__Task item__
Below are records to transcribe in full and unchanged; omit every picture.

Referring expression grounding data
((
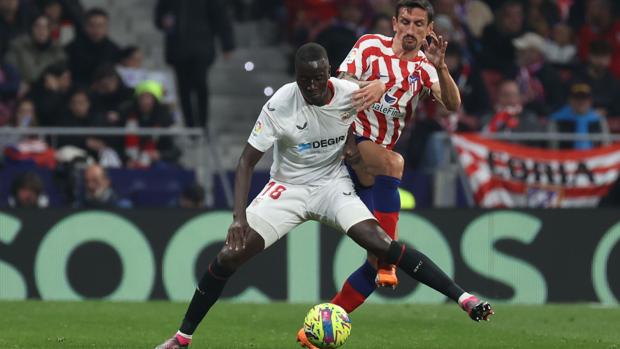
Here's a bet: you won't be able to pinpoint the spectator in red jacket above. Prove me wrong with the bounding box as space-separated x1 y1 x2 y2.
577 0 620 78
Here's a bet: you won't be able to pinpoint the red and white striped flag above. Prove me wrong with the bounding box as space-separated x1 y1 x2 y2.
452 134 620 207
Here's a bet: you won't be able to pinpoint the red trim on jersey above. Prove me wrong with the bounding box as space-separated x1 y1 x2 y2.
374 109 388 145
420 66 433 88
392 60 412 106
371 59 380 80
361 47 387 73
383 56 396 88
359 34 394 49
357 111 372 138
388 117 401 149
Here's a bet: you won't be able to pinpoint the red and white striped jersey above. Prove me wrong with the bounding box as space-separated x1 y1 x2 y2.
337 34 439 149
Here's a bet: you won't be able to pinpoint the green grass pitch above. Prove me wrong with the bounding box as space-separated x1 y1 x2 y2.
))
__Task result__
Here's a bet: you won't be able to pinpoint the spectator in red jacket above. Prove me wrong with the bounding box as space-separated x1 y1 x2 y2.
577 0 620 78
Here's a bet: you won't be able to pinpoint the red and white striped flag above. Prove me wrong with the bounding box as space-separated x1 y1 x2 y2.
452 134 620 207
Here's a bet: you won't be able to pinpoint the red trim on jersey above. Prove me wrong with the bounding box as space-separated x1 y1 x2 y2.
374 109 388 145
420 66 433 88
392 60 412 106
371 59 380 80
361 47 387 73
383 56 396 88
359 34 394 49
357 111 372 138
388 117 401 149
Here's a bet: you won't be able to pinpoint the red and white striped jersey above. Prove me wrong with the bounding box as space-separated x1 y1 x2 y2.
337 34 439 149
Here's a bet: you won't be able to pinpoint the green grass pitch above. Prove me wrong with the bounding box as space-separated x1 y1 x2 y2.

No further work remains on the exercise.